__Task A__
In the article about the Colorado shooting suspect, what did Sen. Ted Cruz call Planned Parenthood?
__Task B__
Rewrite the article about the Colorado shooting suspect from "The Colorado Shooting Suspect" up to and including "president for months.", swapping "shooting spree" for "rampage".
__Task C__
Write the next part of the article about the Colorado shooting suspect's language, starting after its last sentence.

__Document section__
⟨

The Colorado Shooting Suspect Used the Same Language as Republican Presidential Candidates

Impact

"No more baby parts."

Those were the four words suspected shooter Robert Dear reportedly uttered after allegedly going on a vicious shooting spree at a Planned Parenthood clinic in Colorado Springs, Colorado, over the weekend. If they seem familiar, they should: Permutations of those words have been coming out of the mouths of Republican candidates for president for months.

Sen. Ted Cruz (R-Texas) has called Planned Parenthood a "criminal enterprise." On Fox News Sunday, Carly Fiorina staunchly defended her claim that the organization harvests "baby parts." Even when condemning the Colorado shooting, former Arkansas Gov. Mike Huckabee told CNN's Brianna Keilar on Sunday that Planned Parenthood has "clinics where many millions of babies die."

When compared with Republicans' rhetoric, the language the Colorado shooter allegedly used isn't that extreme. In fact, it mirrors the rhetoric mainstream Republican candidates have openly used during the campaign. An alleged mass murderer and the people running for office are using the same language to talk about Planned Parenthood. Let that sink in.

⟩

__Provided data__

⟨

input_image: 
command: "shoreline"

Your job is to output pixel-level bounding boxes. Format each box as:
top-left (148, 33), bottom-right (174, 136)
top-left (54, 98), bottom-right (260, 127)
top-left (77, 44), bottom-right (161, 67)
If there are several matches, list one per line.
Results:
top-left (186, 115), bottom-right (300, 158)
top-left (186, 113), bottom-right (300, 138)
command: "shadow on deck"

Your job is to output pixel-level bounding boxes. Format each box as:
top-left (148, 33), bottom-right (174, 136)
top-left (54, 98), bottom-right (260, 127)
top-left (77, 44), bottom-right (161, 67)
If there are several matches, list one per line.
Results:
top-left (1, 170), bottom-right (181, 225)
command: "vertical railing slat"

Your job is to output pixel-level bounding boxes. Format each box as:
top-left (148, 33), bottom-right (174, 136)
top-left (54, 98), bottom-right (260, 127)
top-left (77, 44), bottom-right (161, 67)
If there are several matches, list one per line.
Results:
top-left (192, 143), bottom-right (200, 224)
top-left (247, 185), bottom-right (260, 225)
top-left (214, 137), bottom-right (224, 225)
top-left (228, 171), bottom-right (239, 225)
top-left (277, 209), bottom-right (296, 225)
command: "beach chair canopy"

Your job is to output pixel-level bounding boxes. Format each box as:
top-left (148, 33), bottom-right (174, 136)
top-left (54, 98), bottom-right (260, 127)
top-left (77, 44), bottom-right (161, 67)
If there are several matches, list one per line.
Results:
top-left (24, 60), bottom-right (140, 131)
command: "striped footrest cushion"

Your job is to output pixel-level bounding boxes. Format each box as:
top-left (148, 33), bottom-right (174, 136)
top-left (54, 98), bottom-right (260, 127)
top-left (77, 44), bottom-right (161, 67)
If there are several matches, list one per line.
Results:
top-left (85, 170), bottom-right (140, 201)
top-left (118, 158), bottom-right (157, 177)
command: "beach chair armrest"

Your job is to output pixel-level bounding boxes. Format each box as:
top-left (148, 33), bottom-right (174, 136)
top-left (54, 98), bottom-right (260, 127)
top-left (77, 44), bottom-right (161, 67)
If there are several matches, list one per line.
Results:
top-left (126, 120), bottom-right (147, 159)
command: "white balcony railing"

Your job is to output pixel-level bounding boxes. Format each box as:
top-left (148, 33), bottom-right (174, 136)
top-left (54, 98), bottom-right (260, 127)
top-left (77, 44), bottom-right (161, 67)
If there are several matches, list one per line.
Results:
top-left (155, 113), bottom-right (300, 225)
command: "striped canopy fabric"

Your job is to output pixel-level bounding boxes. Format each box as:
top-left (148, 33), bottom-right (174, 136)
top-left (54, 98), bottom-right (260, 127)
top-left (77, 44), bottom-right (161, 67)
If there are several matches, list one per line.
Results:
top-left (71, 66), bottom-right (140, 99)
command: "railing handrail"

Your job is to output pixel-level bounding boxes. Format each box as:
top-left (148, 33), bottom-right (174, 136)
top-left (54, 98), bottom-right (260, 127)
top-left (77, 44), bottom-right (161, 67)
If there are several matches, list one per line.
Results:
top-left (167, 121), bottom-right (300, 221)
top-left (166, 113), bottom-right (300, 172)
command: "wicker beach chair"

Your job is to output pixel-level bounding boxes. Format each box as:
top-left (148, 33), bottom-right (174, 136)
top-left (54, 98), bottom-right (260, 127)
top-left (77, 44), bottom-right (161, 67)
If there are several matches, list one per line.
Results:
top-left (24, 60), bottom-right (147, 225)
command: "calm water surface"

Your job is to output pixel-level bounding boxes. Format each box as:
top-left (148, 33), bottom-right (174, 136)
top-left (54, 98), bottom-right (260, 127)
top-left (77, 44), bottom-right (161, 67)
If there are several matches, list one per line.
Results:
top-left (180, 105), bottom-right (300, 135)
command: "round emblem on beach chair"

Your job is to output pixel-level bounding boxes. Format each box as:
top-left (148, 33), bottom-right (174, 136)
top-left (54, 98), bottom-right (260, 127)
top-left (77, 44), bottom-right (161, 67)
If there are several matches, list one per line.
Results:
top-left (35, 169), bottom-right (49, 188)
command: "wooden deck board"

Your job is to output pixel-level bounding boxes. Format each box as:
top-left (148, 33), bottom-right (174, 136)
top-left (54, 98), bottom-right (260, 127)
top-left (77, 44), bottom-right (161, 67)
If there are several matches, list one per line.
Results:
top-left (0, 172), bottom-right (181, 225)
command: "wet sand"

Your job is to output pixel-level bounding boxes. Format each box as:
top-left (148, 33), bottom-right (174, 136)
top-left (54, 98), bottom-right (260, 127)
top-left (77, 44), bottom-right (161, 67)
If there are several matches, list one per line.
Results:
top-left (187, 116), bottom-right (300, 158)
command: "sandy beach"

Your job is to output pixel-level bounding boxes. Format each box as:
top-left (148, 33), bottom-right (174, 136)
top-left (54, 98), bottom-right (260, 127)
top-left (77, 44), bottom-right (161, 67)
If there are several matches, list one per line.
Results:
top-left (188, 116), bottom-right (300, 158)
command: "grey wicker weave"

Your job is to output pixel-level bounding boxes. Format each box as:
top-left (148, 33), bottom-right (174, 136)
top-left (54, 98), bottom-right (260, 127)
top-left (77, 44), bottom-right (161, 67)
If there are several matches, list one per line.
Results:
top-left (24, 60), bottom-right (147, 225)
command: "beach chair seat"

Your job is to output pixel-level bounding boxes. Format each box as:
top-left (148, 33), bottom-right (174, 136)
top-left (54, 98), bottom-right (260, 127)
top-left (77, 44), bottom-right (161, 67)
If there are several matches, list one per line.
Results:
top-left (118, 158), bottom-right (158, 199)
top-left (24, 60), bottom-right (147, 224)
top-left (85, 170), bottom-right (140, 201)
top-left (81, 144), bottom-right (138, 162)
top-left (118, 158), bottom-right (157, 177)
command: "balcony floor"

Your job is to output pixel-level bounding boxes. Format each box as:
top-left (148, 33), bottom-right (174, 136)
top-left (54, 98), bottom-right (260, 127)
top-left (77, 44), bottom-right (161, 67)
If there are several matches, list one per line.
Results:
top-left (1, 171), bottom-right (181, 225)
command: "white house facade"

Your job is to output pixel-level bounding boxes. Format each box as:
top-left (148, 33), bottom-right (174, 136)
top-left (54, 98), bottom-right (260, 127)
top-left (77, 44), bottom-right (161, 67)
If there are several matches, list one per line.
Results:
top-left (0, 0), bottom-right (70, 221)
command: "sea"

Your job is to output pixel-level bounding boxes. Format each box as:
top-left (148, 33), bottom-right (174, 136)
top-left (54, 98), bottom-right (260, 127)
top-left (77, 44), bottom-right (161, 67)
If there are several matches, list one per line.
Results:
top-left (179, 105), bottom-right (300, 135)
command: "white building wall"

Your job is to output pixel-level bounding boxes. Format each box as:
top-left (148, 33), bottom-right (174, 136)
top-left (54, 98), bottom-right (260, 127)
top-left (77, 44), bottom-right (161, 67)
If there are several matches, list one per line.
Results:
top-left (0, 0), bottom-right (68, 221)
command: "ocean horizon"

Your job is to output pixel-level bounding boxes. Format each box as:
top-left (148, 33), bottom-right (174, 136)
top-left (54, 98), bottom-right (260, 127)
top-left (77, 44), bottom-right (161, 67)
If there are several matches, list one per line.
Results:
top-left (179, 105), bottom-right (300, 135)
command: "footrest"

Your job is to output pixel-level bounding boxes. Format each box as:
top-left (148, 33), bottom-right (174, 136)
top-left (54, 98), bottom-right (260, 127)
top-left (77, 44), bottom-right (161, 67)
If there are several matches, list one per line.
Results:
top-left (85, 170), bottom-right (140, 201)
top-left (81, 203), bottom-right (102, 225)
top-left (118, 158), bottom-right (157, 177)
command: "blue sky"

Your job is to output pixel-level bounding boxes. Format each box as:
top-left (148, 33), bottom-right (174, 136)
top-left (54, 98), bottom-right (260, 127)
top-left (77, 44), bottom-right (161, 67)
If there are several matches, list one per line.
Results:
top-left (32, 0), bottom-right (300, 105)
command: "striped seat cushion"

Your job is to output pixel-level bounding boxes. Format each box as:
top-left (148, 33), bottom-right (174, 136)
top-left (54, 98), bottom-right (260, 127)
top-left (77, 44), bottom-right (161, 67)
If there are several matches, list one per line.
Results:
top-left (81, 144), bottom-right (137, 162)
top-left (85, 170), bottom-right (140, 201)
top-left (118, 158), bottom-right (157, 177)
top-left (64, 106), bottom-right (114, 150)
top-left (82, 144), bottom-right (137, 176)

⟩

__Response area A__
He called it a "criminal enterprise."

__Response area B__
The Colorado Shooting Suspect Used the Same Language as Republican Presidential Candidates

Impact

"No more baby parts."

Those were the four words suspected shooter Robert Dear reportedly uttered after allegedly going on a vicious rampage at a Planned Parenthood clinic in Colorado Springs, Colorado, over the weekend. If they seem familiar, they should: Permutations of those words have been coming out of the mouths of Republican candidates for president for months.

__Response area C__
It's not just what they say — it's also what they don't say. Interestingly, with the exception of Huckabee, the Republican candidates have avoided labeling what happened in Colorado as terrorism — an omission made all the more glaring in the context of the current political debate over who can better defend the United States against the threat of terror.

The mayor of Colorado Springs, John Suthers, has described the attack as "domestic terrorism." According to ABC News, the "Justice Department is building a domestic terrorism case." Yet Fiorina called the suspected killer a "protester," and compared him to Black Lives Matter activists. Cruz went the extra mile by describing the shooter as a "transgender leftist activist." 

Some Republicans are likely reluctant to call the Colorado shooter a terrorist because doing so would imply that the ideology they have made a focal plank of their campaigns could be inciting violence.

Would Cruz or Fiorina dare refer to the Paris bombers as activists or protestors? Of course not. As Mic's Zak Cheney-Rice has pointed out, that kind of treatment is only reserved for some — most often white people.

Words matter. The language candidates choose to talk about issues like Planned Parenthood has wide-ranging implications. When politicians call abortion murder, it emboldens anti-abortion activists to intimidate, harass and sometimes harm those who provide the service. Since the release of videos that claimed Planned Parenthood profits off trafficking fetal tissue, there have been a spate of arsons targeting clinics.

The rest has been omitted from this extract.